■ **What to do**:
Take the lines of the records below from the one containing "Please provide the mask of every instance of the green" through the end of the records. Write them out again with "sample" changed to "example" and everything else left unchanged.

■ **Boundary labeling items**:
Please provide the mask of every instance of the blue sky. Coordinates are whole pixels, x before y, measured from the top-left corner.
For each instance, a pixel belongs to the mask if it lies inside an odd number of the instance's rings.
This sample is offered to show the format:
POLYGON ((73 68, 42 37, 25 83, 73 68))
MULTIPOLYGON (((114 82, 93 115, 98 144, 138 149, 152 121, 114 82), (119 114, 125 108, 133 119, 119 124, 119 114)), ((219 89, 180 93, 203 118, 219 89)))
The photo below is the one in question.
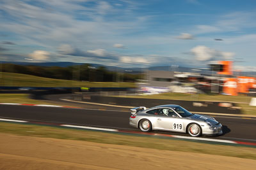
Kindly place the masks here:
POLYGON ((248 0, 1 0, 0 60, 256 71, 255 18, 248 0))

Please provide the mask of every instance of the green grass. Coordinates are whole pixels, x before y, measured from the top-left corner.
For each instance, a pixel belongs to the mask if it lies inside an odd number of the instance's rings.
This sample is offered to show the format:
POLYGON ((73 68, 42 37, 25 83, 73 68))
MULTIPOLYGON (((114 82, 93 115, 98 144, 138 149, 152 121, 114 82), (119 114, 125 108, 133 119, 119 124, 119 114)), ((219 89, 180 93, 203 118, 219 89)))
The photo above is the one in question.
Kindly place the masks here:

■ **Expected answer**:
Please provide the mask of every instance of the green grass. Coordinates are whole pixels, x before y, measured from the top-left corner.
For each instance, a pixel belongs to the mask if it lies inside an odd number of the instance's rings.
This example is offered to show the format:
POLYGON ((73 68, 42 37, 25 83, 73 68))
MULTIPOLYGON (((114 82, 93 115, 98 144, 138 149, 152 121, 114 82), (119 114, 125 108, 133 119, 119 124, 119 114)), ((219 89, 180 93, 203 118, 219 89)))
The photo above is the one in question.
Kindly place the masks here:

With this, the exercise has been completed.